▶ _WHAT IS REQUIRED_:
Copy the strange attractor text below word for word between "To learn more, check" and "in real time.", inclusive.

▶ _TEXT SEGMENT_:
Start of Block
I first discovered strange attractors through YouTube and was immediately fascinated. These are mathematical differential equations that describe systems where a set of random points follow defined changes in x, y, and z positions. Over time, the points settle into a structured shape, even though their paths are chaotic.
To learn more, check out the Wikipedia page:
https://en.wikipedia.org/wiki/Thomas'_cyclically_symmetric_attractor
For a previous NuDeco show, I created a visual based on Thomas' cyclically symmetric attractor by following the set of differential equations from the Wikipedia page.
I applied these equations to a visual feedback loop inside TouchDesigner using a compute shader. The following code shows how I implemented the equations efficiently to control particle positions in real time.
// Compute Shader
uniform float b_val;
layout (local_size_x = 8, local_size_y = 8) in;
void main()
End of Block
▶ _RECORDS_:
Start of Block
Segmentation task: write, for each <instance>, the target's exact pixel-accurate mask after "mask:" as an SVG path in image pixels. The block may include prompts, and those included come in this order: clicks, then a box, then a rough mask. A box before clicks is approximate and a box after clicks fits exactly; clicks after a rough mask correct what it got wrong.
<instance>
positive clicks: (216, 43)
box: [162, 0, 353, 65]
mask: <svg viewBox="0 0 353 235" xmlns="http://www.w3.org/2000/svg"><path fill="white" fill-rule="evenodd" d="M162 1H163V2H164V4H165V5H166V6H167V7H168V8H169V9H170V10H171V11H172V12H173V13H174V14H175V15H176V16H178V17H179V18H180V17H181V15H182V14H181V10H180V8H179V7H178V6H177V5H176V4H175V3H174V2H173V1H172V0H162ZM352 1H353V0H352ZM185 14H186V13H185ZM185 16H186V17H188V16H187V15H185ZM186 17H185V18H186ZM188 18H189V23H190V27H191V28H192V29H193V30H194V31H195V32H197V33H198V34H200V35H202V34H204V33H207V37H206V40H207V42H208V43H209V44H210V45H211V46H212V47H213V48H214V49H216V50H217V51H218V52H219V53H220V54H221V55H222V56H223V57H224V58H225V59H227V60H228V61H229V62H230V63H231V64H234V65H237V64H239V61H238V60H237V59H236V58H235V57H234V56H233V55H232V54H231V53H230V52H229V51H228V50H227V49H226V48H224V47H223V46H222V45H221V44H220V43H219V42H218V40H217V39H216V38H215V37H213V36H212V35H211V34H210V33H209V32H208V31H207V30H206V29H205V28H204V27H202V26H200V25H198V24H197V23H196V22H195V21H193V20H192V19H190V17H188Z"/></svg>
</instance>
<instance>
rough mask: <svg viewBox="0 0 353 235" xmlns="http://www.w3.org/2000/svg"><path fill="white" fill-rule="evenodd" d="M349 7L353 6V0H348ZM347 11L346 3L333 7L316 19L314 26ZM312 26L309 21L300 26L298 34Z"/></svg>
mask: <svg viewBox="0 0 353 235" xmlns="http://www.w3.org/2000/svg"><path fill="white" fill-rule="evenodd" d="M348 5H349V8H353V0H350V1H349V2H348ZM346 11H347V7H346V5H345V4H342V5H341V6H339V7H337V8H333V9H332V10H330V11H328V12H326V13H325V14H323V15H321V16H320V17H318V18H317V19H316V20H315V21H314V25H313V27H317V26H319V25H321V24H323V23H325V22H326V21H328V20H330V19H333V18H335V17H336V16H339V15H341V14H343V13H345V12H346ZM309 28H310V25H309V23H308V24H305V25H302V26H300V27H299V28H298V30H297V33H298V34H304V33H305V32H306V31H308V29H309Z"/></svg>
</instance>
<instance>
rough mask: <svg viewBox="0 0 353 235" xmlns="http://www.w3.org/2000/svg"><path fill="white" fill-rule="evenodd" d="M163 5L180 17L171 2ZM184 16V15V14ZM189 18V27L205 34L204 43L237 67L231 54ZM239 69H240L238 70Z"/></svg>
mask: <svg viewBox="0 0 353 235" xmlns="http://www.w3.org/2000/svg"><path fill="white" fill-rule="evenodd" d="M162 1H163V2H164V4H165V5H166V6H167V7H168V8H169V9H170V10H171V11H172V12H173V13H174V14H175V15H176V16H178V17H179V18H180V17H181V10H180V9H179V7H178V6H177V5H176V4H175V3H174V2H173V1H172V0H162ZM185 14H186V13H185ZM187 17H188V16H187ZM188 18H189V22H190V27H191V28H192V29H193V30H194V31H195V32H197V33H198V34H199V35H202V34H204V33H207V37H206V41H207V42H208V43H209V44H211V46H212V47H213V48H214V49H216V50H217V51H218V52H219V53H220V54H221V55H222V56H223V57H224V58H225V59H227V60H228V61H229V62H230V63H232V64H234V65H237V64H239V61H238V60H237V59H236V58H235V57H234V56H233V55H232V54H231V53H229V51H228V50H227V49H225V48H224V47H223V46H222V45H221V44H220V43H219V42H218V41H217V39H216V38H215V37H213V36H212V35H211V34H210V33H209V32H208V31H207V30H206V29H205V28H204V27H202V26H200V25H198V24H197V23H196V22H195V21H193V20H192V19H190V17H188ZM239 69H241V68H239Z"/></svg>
End of Block
Start of Block
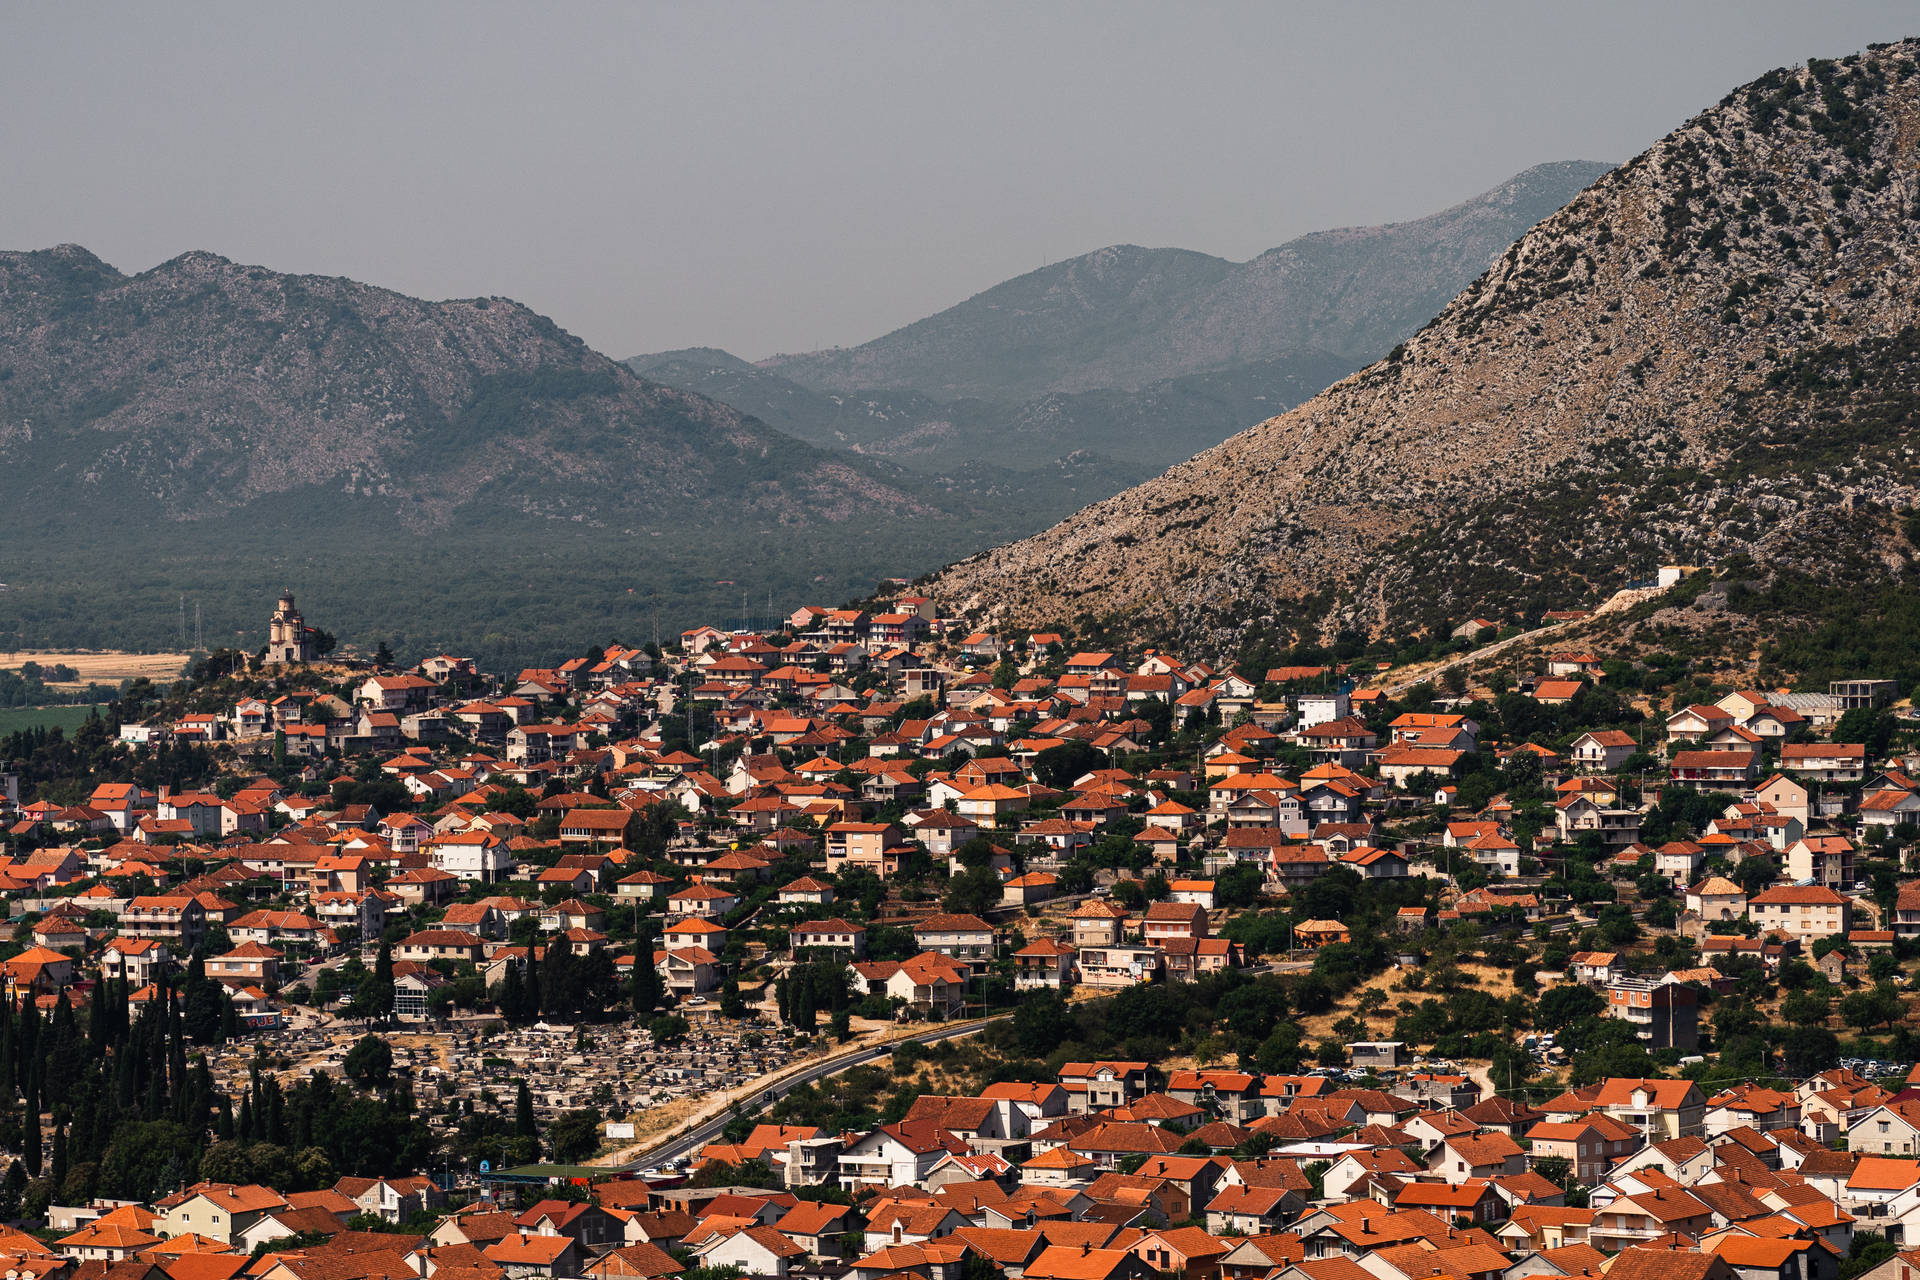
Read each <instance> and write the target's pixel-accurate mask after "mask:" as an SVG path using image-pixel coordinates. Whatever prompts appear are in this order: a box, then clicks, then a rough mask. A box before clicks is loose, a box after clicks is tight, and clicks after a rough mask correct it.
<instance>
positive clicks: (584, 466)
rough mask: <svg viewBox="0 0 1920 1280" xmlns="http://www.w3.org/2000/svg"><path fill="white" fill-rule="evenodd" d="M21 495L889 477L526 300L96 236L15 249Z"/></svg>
End of Block
▶ _OUTPUT BELOW_:
To learn more, check out the Wikipedia page:
https://en.wikipedia.org/wiki/Thomas'_cyclically_symmetric_attractor
For a previous NuDeco show, I created a visual based on Thomas' cyclically symmetric attractor by following the set of differential equations from the Wikipedia page.
I applied these equations to a visual feedback loop inside TouchDesigner using a compute shader. The following code shows how I implemented the equations efficiently to control particle positions in real time.